### Problem statement
Copy out the stretch of rows below, from the line containing "deer's head, then" through the line containing "left=0, top=352, right=845, bottom=449", with both of those lines included. Keep every character unchanged.

──────── Data for this exercise ────────

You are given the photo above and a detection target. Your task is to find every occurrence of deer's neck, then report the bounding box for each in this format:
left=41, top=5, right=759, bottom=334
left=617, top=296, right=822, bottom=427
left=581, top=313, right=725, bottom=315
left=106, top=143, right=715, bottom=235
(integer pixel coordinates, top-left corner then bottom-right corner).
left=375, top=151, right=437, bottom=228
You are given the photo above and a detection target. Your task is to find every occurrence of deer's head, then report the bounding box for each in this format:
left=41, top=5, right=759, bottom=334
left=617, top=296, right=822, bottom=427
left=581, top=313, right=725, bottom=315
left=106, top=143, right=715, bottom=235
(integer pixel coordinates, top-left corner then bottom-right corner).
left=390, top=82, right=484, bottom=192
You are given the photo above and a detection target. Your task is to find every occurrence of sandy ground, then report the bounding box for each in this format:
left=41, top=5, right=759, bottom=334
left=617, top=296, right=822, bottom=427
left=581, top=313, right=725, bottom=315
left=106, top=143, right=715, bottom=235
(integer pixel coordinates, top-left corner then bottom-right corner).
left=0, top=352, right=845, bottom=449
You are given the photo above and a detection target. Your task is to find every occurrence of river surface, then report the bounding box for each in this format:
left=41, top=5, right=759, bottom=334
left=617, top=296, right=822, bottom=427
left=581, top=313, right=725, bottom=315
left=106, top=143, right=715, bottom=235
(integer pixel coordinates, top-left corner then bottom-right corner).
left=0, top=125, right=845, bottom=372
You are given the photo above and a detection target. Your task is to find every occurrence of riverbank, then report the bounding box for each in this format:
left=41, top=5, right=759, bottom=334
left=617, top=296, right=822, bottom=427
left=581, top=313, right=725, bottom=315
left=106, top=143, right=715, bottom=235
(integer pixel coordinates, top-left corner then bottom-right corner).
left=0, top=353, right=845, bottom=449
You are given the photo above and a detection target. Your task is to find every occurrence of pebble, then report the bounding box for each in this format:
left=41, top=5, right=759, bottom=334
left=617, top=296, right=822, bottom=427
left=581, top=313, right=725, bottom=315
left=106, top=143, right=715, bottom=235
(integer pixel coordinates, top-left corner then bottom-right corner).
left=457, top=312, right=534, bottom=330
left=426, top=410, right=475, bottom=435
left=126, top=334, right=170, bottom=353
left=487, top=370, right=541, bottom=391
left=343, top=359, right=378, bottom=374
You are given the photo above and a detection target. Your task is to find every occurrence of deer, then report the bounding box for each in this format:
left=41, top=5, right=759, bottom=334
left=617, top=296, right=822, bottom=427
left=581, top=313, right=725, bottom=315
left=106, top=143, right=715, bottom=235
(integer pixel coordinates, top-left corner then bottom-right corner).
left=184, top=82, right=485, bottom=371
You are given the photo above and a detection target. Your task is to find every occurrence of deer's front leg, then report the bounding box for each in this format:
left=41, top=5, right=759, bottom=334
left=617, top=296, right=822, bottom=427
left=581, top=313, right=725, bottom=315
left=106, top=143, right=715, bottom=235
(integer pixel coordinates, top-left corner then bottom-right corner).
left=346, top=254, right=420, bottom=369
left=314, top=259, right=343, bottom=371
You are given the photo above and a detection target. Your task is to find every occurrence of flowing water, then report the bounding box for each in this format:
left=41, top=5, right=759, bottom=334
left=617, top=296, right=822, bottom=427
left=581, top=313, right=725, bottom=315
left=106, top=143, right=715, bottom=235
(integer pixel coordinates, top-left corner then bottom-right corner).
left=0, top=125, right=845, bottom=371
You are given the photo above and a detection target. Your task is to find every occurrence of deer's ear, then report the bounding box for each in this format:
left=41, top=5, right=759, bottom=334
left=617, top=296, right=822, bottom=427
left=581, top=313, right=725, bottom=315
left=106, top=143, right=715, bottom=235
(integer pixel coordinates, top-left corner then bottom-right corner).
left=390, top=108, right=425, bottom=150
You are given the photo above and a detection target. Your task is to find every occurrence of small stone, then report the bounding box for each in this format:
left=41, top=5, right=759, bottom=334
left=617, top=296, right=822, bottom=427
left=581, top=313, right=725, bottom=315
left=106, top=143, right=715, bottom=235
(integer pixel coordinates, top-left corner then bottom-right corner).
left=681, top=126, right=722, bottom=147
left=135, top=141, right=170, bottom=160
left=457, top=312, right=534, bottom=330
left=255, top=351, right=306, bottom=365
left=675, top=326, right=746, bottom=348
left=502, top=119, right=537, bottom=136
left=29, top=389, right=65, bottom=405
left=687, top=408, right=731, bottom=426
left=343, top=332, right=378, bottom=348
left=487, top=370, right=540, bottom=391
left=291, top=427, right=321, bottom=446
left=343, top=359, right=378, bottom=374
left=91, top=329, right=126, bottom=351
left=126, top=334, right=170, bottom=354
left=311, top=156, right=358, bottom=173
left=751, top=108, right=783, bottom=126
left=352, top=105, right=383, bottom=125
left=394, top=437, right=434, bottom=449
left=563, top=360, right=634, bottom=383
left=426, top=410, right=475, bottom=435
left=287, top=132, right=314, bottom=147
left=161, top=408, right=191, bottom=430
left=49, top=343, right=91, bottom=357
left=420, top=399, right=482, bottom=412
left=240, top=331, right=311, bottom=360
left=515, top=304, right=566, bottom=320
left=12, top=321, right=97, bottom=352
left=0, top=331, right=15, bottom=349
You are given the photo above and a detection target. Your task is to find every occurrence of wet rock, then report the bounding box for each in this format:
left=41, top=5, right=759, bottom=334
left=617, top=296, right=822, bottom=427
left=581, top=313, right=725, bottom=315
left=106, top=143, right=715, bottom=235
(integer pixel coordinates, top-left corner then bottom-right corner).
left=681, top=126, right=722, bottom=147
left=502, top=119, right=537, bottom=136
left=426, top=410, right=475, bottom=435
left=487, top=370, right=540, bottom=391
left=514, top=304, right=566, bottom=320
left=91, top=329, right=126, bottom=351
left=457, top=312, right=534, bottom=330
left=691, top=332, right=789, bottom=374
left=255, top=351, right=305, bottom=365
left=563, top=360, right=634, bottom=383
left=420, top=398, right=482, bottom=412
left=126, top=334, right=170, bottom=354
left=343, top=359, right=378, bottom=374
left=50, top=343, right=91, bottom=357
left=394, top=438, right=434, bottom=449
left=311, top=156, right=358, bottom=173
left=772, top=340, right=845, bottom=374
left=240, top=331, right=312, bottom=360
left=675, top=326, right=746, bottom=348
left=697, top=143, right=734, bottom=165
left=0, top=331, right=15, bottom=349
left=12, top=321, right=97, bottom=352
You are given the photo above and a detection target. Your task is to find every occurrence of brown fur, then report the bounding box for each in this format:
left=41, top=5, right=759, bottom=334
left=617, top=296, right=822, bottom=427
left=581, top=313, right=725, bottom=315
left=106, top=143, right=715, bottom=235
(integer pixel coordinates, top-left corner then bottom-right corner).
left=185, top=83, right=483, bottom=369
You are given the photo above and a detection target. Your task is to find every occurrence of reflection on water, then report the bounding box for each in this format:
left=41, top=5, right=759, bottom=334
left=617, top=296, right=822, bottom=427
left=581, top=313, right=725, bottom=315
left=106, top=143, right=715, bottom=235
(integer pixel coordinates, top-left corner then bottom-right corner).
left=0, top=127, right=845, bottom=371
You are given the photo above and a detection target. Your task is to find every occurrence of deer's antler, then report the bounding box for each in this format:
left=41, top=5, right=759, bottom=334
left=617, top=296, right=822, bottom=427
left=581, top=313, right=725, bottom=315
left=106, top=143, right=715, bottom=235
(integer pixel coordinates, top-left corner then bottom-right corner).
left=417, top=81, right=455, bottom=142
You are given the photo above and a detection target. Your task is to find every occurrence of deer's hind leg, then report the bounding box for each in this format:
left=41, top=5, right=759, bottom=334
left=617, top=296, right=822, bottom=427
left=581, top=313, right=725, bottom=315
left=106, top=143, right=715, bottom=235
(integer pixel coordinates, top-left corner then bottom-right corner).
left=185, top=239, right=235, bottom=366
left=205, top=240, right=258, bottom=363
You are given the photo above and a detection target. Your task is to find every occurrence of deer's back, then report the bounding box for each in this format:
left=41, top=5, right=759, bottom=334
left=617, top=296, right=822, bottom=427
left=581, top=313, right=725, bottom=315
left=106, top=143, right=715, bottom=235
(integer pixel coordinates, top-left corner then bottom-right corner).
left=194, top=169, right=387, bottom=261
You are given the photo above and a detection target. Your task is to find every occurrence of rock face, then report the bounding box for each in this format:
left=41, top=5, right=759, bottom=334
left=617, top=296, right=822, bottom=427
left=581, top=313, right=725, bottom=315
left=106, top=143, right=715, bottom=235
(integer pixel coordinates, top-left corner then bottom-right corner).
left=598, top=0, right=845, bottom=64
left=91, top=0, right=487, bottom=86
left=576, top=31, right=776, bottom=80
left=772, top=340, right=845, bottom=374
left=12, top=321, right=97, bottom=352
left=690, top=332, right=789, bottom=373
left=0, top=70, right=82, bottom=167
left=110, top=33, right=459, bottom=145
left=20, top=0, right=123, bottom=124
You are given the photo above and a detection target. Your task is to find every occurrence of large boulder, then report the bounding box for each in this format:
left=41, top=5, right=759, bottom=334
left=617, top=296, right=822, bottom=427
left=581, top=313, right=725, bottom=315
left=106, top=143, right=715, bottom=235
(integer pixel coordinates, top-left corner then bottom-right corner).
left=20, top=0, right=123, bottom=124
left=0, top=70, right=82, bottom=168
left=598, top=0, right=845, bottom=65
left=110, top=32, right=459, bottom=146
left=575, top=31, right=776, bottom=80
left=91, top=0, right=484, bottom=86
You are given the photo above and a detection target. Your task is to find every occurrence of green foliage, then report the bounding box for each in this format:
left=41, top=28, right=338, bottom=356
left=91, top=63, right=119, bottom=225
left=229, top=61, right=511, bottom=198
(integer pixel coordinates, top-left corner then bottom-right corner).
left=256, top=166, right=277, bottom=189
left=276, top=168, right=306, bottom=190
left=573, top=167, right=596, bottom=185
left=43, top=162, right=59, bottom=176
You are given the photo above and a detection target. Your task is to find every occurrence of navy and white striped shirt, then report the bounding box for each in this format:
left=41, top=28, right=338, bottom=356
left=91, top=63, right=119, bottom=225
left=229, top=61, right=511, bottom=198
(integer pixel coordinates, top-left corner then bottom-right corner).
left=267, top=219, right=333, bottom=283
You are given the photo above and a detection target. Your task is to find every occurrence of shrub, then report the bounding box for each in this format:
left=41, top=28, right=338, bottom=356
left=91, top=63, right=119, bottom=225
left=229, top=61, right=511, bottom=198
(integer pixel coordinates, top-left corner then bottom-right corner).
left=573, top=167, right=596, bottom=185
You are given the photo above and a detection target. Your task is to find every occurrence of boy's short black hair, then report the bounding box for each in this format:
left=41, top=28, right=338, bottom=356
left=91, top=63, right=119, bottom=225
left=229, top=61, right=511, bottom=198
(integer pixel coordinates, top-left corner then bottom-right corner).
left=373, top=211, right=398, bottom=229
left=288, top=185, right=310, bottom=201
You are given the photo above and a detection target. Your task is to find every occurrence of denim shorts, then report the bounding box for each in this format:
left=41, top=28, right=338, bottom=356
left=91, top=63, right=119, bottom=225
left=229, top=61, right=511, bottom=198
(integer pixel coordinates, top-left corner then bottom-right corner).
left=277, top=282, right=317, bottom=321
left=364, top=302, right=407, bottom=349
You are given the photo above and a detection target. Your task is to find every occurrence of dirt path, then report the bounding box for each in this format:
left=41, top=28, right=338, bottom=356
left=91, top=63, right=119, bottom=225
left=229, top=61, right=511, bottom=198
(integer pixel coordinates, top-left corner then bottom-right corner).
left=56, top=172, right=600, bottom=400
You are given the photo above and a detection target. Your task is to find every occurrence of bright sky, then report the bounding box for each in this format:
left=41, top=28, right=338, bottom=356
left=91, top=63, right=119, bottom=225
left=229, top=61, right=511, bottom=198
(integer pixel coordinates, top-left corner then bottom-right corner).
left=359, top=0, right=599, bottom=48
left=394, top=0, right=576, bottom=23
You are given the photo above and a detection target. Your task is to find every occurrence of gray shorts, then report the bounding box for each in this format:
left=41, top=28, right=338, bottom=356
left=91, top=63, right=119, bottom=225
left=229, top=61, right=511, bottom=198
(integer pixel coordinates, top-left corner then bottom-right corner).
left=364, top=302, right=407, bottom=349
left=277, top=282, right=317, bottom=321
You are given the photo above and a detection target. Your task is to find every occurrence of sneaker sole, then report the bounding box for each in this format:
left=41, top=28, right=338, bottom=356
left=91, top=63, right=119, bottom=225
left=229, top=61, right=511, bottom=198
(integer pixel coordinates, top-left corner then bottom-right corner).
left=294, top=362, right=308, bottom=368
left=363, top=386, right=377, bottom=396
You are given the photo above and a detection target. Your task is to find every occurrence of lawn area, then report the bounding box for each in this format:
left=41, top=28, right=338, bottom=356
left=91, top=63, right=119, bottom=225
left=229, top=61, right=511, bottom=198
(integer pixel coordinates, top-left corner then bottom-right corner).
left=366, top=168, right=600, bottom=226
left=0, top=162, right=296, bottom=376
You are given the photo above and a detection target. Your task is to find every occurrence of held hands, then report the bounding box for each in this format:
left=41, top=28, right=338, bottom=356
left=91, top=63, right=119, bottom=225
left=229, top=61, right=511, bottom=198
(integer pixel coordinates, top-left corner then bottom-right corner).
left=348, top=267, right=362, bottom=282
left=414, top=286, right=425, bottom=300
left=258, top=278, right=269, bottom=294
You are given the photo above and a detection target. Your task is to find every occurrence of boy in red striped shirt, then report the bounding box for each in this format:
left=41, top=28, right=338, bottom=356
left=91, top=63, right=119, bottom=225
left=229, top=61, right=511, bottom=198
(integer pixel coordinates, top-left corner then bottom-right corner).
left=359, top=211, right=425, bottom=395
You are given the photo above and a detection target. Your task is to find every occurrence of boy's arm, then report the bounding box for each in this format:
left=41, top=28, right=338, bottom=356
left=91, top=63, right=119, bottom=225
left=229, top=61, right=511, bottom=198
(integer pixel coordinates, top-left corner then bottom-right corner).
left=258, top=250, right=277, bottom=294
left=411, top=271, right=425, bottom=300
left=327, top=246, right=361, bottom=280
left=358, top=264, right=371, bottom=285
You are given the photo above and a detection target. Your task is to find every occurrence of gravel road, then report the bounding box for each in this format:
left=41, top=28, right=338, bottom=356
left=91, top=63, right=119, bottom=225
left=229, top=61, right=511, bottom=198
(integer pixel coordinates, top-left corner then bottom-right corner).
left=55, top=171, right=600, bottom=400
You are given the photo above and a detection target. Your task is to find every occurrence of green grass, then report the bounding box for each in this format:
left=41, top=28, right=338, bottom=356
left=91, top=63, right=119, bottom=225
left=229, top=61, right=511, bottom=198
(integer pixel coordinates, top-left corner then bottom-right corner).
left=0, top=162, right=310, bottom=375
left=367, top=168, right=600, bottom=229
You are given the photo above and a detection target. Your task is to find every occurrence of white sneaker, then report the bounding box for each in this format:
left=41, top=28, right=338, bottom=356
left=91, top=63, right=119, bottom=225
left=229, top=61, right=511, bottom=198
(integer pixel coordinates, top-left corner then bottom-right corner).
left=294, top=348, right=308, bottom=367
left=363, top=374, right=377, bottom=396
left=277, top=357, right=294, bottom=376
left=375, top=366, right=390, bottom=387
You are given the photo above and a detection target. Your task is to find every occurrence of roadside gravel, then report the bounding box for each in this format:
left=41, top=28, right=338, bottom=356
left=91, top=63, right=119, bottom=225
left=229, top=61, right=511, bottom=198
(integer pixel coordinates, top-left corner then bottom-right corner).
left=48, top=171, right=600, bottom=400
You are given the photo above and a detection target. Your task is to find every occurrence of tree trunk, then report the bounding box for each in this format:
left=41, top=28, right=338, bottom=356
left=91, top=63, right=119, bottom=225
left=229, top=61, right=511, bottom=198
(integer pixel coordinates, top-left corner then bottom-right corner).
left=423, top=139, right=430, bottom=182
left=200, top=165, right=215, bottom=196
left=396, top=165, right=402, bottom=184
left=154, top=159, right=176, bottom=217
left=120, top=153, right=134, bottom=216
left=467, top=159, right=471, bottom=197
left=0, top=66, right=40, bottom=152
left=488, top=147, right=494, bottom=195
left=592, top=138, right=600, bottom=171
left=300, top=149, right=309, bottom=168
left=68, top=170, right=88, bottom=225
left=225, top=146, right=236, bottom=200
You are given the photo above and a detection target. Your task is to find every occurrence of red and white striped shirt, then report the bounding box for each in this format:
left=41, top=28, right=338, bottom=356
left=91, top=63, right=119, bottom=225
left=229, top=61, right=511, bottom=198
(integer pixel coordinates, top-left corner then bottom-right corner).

────────

### Finished answer
You are given the photo above and a detection target. Your task is to find every occurrence of deer's head, then report the bounding box for each in this format:
left=41, top=5, right=759, bottom=334
left=617, top=296, right=822, bottom=427
left=581, top=313, right=725, bottom=315
left=106, top=143, right=715, bottom=235
(integer pixel coordinates, top-left corner then bottom-right corner).
left=390, top=82, right=484, bottom=192
You are given the photo above and a detection target. Your task is to find every occurrence of sandy ground, then report the bounding box for each in this format:
left=41, top=5, right=759, bottom=334
left=617, top=296, right=822, bottom=427
left=581, top=313, right=725, bottom=315
left=106, top=143, right=715, bottom=235
(integer pixel coordinates, top-left corner then bottom-right corner).
left=0, top=352, right=845, bottom=449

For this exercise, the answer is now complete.